| Task instructions |
Extract the full set of records, then give each one again exactly.

| Data entries |

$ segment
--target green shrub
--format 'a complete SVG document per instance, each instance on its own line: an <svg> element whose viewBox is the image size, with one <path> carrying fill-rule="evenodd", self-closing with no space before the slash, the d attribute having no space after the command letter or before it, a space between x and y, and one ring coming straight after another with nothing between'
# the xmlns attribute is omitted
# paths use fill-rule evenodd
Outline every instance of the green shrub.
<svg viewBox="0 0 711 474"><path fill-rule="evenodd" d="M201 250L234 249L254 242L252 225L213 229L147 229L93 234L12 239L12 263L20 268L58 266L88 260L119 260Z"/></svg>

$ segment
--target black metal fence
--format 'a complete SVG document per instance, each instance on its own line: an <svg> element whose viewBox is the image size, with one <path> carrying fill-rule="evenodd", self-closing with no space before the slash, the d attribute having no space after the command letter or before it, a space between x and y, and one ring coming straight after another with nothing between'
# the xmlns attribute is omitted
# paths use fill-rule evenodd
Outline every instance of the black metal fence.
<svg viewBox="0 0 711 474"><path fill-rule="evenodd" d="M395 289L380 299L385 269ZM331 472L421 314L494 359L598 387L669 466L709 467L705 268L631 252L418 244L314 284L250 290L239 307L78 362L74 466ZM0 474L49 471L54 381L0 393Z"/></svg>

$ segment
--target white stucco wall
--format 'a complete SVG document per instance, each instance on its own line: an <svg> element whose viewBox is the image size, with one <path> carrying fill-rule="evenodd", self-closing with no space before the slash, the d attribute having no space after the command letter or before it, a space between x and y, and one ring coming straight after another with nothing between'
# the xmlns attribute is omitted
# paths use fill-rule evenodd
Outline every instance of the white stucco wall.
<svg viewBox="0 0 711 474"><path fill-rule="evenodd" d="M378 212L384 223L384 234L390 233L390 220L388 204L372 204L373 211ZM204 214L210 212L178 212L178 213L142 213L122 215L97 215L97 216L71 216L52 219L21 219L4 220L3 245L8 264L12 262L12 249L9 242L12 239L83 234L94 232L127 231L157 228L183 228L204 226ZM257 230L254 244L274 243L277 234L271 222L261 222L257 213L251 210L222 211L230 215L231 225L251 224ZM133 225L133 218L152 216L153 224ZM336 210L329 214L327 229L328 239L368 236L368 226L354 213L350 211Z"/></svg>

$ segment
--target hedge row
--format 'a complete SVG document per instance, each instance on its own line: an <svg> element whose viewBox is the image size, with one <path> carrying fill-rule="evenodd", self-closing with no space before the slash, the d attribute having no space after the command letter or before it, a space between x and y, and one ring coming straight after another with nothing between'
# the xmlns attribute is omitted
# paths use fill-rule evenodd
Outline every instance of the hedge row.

| Response for this exercise |
$ segment
--target green shrub
--format 'a complete SVG document per instance, each instance on its own line: an <svg> element whose viewBox is the image size, with one <path> carrying fill-rule="evenodd", self-closing with no space before the slash, the d attribute having no space after the command letter or before it, a space between x and y, and one ring coming straight after another with nothing between'
# the xmlns attribute is omitted
# paths use fill-rule evenodd
Outline every instance of the green shrub.
<svg viewBox="0 0 711 474"><path fill-rule="evenodd" d="M201 250L234 249L254 242L252 225L213 229L147 229L93 234L12 239L12 263L20 268L58 266L88 260L119 260Z"/></svg>

$ segment
--target black metal fence
--format 'a complete SVG document per instance, each instance on its own line: an <svg> element whose viewBox is the image size, with one <path> carrying fill-rule="evenodd", self-closing with no space before the slash, the d attribute having no space after the command letter or before it, a space between x and y, and one ring coming straight after another with nothing between'
# the xmlns attribute is omitted
# paths use fill-rule evenodd
Outline every instance of the black metal fence.
<svg viewBox="0 0 711 474"><path fill-rule="evenodd" d="M395 289L380 299L385 269ZM331 472L421 314L494 359L598 387L669 466L709 467L705 268L631 252L418 244L314 284L250 290L239 307L78 362L74 466ZM0 474L49 471L54 381L0 393Z"/></svg>

$ segment
--target white stucco wall
--format 'a complete SVG document per instance, each instance on its own line: an <svg> element whose viewBox is the image size, with one <path> carrying fill-rule="evenodd", self-closing with no space before the slash, the d attribute having no space after the command letter or before it, a space between x and y, and one ring coming straight after another with nothing between'
# the xmlns attribute is omitted
# paths use fill-rule evenodd
Outline every instance of the white stucco wall.
<svg viewBox="0 0 711 474"><path fill-rule="evenodd" d="M378 212L384 223L384 234L390 233L390 220L388 204L372 204L373 211ZM204 214L210 212L178 212L178 213L142 213L122 215L97 215L97 216L71 216L52 219L21 219L4 220L3 245L8 264L12 262L12 249L9 242L12 239L83 234L94 232L127 231L157 228L183 228L204 226ZM257 230L254 244L274 243L277 234L271 222L261 222L257 213L251 210L222 211L230 215L231 225L251 224ZM133 225L133 218L152 216L153 224ZM336 210L329 214L327 229L328 239L368 236L368 226L354 213L350 211Z"/></svg>

$ segment
--target hedge row
--format 'a complete SVG document per instance, each instance on its own line: an <svg> element whose viewBox is the image size, with one <path> carrying fill-rule="evenodd", self-closing with no space before the slash, the d attribute having no space after the command letter or before it, a space between x and y, and one ring coming straight after another with nothing between'
# the xmlns attribute is omitted
# paths use fill-rule evenodd
Outline every instance of the hedge row.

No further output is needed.